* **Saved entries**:
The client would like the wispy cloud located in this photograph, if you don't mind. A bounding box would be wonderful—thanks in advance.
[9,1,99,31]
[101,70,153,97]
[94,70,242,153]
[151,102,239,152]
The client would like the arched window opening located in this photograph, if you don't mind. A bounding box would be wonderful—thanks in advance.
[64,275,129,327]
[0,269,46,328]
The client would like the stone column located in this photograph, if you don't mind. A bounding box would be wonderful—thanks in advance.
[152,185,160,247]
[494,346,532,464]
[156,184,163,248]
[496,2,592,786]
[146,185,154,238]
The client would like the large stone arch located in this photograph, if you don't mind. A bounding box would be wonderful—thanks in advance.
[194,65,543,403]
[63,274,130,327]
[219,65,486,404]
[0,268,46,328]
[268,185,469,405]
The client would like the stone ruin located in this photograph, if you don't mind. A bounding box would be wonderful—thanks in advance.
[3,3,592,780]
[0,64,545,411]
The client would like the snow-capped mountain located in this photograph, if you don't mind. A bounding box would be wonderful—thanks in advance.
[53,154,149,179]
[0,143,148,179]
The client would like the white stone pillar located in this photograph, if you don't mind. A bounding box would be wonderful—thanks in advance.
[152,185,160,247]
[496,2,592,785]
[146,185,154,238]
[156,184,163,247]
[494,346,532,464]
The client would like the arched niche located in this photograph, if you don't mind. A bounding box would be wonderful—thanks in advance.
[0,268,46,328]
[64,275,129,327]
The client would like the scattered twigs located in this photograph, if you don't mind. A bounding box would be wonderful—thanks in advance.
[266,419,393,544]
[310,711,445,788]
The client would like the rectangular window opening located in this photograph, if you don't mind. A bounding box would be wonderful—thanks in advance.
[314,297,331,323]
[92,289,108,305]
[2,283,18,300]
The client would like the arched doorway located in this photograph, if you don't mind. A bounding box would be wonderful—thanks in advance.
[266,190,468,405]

* **ACTION ITEM**: Would you output all the records above exactly as written?

* **RESPONSE AREA**:
The client would like the wispy cloud located in this photograph, if you don't mind. A bounding box would be wonderful—thanks in advance.
[9,1,99,31]
[101,70,153,97]
[94,70,242,153]
[151,102,239,152]
The client would like the arched window opening located in this photograph, if you don't mind. A bounding box would be wonderful—thanks in advance.
[64,275,129,327]
[0,269,46,328]
The client would like the stone column located in this photograph, if you don't mind. A bounding box would be wonderful—thanks in advance.
[152,185,160,247]
[494,346,532,464]
[156,184,163,248]
[496,2,592,786]
[146,185,154,238]
The client would like the large stone arch located in this photograph, if you don't mind. A bounding box would be wonderful—thanks in advance.
[194,65,543,403]
[63,274,130,327]
[219,65,486,404]
[0,268,46,328]
[268,185,469,405]
The client would like the stone ruin located in this photograph, if you don't mind. A bounding box would be wonderful—thanks in advance.
[3,3,592,780]
[0,64,545,411]
The client would like the snow-capped mountain located in this photograph, if you don't mind. A bounding box would be wonderful—thanks in advance.
[53,154,149,179]
[0,143,148,179]
The client would like the white stone pillar located in this photograph, if you don't mind. A bounding box would be wonderful—thanks in advance.
[152,185,160,247]
[496,2,592,785]
[146,185,154,238]
[156,184,163,247]
[494,346,532,464]
The client would like the arched niche located in this photograph, if you don't mind. A bounding box would be wonderful—thanks in advance.
[0,268,46,328]
[64,275,129,327]
The client would like the scattered twigs located in this photograph, if you don't mind. A bounding box would be wonderful—thanks in advance.
[266,419,393,544]
[310,711,445,788]
The client would like the rectangular window opening located in this photograph, if you don't mind. A bounding box would be wonderful—thanks in advance.
[314,297,331,323]
[92,289,108,305]
[2,283,18,300]
The client would like the arched doorway located in this photograph, if you don't mind. A bounding box would be wonderful—thanks in advance.
[266,190,468,405]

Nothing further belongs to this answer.